Mean Median Mode Formula

Mean Median Mode Formulas and Solved Examples

The Mean, Median and Mode are basically single value that describes the characteristic of the entire data.

The Mean (Arithmetic mean):

It is found by adding all the numbers in the data set and dividing it by total number of numbers present in data set.
If x1, x2, ….. xn are the values of variable x, then the arithmetic mean usually denoted by $\bar x\,\,{\text{or }}E\left( x \right)$ is given by
$\bar x = \frac{{{x_1} + {x_2} + {x_3} + .... + {x_n}}}{n} = \frac{1}{n}\sum\limits_{i = 1}^n {{x_i}} $
$\sum {x_i}$ represents the sum of all numbers
n represents the number of numbers.
${x_i}$ represent numbers.

The Median:

If the items are arranged in ascending or descending order of magnitude, then the middle value is called Median.
In case of odd number of values
Median = Size of ${\left( {\frac{{n + 1}}{2}} \right)^{{\text{th}}}}$ item.

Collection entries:
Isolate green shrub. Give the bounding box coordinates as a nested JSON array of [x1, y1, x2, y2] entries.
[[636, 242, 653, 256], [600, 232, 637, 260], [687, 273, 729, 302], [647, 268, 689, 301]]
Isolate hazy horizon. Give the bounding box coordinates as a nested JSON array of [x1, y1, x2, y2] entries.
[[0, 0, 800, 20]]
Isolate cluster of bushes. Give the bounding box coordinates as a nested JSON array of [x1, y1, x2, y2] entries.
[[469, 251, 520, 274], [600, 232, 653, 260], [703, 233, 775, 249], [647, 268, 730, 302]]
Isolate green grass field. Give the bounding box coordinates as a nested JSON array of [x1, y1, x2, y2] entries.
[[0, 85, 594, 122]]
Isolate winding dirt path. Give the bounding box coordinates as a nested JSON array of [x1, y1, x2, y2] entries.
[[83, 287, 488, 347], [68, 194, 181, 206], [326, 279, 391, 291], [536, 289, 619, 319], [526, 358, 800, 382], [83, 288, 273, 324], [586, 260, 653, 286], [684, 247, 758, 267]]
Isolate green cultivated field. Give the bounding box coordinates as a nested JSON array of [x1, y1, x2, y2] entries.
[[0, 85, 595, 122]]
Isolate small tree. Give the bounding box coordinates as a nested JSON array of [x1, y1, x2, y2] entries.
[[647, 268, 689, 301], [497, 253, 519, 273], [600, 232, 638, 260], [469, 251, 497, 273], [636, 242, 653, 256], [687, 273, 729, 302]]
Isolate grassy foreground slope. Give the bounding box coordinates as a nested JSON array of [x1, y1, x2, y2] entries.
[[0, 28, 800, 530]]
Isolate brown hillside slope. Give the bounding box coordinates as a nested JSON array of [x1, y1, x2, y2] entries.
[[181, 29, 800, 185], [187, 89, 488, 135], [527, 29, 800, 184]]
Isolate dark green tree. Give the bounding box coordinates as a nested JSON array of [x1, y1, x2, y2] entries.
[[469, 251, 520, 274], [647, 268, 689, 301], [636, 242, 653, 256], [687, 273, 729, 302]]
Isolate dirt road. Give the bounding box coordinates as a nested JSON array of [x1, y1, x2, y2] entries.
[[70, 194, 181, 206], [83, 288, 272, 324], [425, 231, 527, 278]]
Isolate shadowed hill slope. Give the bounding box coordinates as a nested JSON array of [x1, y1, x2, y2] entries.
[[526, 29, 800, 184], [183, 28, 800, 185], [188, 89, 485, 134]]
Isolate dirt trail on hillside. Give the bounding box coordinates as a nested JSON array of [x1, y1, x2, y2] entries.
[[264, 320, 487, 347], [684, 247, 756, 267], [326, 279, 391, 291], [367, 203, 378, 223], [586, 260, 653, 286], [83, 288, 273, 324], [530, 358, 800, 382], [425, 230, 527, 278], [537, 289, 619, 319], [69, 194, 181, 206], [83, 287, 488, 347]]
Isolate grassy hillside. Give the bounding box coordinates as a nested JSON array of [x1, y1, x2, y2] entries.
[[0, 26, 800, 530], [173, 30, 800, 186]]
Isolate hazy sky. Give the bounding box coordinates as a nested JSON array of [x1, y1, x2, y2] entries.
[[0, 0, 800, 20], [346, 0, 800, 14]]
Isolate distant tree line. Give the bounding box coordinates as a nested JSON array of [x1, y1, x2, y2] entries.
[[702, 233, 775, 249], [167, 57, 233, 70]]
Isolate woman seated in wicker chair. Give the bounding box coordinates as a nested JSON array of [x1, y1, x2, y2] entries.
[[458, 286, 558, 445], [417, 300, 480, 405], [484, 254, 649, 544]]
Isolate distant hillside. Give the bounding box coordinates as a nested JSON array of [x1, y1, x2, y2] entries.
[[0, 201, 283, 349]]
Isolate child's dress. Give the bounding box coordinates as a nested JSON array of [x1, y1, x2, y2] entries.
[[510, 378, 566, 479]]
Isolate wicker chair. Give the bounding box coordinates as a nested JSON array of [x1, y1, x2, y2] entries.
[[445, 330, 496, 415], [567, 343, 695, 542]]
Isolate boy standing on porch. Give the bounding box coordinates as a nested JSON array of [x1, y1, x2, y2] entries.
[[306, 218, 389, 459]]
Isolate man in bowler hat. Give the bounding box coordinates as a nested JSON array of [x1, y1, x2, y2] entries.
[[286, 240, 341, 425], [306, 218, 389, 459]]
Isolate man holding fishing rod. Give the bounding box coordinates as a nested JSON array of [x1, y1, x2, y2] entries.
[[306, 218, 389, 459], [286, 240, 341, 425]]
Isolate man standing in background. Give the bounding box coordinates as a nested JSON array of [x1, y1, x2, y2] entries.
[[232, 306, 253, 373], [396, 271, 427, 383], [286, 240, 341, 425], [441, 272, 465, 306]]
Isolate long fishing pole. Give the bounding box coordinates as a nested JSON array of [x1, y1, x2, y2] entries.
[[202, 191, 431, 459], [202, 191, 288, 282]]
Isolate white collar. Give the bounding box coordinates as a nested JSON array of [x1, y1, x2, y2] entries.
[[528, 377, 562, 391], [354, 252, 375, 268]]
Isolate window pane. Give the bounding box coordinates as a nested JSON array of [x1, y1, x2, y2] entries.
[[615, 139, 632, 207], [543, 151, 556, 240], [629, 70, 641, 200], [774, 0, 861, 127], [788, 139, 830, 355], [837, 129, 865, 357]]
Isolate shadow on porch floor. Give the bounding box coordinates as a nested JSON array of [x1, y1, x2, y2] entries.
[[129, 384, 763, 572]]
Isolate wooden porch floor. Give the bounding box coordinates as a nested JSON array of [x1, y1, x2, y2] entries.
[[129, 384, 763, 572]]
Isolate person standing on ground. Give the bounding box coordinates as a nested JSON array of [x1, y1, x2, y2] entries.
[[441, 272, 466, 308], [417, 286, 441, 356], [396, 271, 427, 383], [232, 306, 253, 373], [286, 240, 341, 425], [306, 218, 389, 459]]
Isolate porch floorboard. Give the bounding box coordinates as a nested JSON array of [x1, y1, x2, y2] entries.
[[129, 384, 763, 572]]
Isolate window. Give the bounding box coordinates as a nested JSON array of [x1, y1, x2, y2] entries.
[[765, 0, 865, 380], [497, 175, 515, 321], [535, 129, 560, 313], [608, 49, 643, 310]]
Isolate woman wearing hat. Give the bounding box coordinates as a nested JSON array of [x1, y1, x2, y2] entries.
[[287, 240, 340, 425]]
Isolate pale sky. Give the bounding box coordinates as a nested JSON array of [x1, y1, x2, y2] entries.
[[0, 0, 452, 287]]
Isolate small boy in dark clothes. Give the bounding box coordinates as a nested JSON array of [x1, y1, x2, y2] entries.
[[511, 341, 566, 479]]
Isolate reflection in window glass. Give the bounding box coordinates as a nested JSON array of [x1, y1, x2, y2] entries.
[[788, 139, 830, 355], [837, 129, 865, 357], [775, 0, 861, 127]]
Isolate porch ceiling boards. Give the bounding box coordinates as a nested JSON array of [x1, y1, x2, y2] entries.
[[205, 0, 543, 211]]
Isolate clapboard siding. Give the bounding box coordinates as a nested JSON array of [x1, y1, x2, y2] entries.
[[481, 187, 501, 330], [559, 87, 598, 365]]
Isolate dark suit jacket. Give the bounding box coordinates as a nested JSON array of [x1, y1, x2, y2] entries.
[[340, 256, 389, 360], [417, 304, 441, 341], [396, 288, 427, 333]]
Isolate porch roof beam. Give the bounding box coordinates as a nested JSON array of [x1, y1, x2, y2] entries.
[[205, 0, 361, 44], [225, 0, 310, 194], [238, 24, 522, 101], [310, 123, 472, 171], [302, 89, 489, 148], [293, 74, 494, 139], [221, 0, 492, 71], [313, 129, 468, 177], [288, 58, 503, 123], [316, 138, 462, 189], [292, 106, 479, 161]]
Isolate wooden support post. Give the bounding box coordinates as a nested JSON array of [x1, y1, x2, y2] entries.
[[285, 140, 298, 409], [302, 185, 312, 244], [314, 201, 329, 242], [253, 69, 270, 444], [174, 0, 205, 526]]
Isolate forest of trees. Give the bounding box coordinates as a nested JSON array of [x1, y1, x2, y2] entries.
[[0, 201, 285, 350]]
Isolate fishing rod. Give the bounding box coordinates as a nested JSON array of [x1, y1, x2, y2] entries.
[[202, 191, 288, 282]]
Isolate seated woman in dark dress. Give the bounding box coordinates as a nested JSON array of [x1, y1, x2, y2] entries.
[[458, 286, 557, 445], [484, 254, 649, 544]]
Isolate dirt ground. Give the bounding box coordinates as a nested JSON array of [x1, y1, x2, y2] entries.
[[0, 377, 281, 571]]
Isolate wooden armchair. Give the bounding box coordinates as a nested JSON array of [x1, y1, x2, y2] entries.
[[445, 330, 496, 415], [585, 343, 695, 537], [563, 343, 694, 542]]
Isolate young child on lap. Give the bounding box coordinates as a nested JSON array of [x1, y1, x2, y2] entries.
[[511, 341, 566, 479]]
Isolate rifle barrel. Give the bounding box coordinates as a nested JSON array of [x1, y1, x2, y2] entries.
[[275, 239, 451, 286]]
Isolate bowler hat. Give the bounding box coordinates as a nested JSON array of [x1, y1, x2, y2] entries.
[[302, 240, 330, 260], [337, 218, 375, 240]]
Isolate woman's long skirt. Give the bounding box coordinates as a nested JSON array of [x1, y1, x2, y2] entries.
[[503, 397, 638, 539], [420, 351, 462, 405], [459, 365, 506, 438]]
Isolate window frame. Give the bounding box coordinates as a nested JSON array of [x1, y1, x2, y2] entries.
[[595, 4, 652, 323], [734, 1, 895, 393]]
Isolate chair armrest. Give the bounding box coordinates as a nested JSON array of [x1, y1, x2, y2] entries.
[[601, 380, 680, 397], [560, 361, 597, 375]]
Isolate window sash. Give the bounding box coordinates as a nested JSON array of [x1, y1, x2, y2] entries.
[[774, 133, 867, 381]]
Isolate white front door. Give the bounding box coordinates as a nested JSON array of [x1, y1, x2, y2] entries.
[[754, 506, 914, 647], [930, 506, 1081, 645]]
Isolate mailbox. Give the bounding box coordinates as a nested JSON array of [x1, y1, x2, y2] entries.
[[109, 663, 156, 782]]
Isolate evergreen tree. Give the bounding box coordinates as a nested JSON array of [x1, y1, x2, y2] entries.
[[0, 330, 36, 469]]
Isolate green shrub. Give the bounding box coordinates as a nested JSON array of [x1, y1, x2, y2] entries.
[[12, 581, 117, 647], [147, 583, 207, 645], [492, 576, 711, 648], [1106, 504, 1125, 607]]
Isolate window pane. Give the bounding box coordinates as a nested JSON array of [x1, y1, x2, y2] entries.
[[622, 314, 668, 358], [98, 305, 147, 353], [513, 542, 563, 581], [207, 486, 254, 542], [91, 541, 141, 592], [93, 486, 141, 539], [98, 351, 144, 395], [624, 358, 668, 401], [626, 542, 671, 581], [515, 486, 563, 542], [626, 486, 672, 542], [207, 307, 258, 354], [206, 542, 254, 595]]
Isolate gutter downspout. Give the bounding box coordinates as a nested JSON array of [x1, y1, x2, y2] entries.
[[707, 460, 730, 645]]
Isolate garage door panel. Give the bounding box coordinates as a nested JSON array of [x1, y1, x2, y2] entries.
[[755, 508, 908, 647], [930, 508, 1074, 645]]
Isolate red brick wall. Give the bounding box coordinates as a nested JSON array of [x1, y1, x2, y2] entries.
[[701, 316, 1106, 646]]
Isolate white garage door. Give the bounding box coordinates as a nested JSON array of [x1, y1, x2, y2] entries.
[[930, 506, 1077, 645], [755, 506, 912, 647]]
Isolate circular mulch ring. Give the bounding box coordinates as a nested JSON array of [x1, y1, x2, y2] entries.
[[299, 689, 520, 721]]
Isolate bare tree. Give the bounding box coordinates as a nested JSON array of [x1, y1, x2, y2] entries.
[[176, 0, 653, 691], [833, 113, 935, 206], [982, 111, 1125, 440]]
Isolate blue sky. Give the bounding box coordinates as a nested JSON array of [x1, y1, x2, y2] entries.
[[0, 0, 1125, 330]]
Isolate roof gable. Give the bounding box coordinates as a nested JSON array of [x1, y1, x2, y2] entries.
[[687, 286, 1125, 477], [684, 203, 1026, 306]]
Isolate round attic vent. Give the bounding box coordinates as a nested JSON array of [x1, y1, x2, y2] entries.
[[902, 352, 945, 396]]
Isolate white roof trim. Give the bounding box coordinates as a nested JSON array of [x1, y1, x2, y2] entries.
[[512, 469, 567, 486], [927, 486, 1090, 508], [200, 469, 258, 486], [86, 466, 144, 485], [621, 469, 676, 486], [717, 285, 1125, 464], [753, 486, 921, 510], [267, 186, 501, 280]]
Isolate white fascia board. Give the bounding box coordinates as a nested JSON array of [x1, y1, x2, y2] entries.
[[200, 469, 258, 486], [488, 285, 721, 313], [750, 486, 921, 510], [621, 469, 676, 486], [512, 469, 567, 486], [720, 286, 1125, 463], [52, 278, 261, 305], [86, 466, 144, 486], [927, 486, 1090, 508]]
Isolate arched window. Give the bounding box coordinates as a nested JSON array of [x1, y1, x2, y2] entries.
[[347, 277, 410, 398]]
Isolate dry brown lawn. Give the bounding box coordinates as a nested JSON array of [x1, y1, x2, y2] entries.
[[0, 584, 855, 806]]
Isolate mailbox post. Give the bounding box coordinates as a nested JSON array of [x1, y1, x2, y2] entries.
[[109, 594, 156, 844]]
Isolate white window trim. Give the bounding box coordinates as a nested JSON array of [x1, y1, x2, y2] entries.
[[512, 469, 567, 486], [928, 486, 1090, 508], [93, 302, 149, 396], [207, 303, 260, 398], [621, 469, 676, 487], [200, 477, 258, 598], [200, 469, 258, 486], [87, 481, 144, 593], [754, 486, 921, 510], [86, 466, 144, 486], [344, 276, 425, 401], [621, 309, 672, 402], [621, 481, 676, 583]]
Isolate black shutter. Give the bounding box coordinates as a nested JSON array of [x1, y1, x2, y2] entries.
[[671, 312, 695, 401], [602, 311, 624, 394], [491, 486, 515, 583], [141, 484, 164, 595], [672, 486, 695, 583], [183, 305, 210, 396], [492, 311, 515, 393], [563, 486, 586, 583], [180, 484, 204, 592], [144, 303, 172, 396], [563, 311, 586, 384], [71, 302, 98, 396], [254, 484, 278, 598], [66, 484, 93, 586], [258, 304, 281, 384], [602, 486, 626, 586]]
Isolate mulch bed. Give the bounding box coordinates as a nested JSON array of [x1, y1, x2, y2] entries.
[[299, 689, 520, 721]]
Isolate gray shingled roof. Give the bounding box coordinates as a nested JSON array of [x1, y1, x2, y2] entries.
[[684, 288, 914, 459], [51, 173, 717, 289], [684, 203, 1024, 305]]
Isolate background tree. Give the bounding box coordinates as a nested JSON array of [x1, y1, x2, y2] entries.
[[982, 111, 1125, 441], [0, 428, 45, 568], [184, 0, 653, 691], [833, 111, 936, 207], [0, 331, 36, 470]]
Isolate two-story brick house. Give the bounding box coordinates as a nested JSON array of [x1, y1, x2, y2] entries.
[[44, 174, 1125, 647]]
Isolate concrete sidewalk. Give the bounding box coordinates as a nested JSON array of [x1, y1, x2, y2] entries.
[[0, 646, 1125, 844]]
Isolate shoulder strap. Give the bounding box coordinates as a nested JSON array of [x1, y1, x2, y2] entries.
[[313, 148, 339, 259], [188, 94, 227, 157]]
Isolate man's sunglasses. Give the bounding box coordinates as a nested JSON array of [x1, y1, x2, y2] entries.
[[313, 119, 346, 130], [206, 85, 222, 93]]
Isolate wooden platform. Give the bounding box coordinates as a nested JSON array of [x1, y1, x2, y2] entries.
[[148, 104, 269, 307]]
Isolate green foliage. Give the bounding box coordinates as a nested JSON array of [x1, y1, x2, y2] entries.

◆ Problems to work on ◆
**a)** Answer these questions from the text on mean, median and mode formulas:
(i) How is the arithmetic mean of a data set found?
(ii) In the mean formula, what does n represent?
(iii) What is the median of items arranged in ascending or descending order of magnitude?
**b)** Go on with the text on mean, median and mode formulas, starting right after its last sentence.
None of the lines is needed for this work.

◆ Expected responses ◆
**a)**
(i) By adding all the numbers in the data set and dividing the sum by the total number of numbers in the set.
(ii) The number of numbers.
(iii) The middle value.

**b)**
In case of even number of values
Median = average of $\frac{n}{2}$th and $\frac{{n + 2}}{2}$th item.

The Mode:
The mode is that value in a series of observation which occurs with greatest frequency.

Example:
Find Mean, Median and Mode of data
3, 2, 5, 2, 3, 5, 6, 6, 5, 3, 5, 2, 5.
$Mean = \frac{{{\text{Sum of all numbers}}}}{{{\text{Total numbers}}}} = \frac{{52}}{{13}} = 4$

Median
Arranging in increasing order
2, 2, 2, 3, 3, 3, 5, 5, 5, 5, 5, 6, 6.
So middle term is 5

Mode
Clearly 5 occurs most frequently
So mode = 5.

Practice Question
Find Median of scores 25, 28, 20, 8, 10, 15.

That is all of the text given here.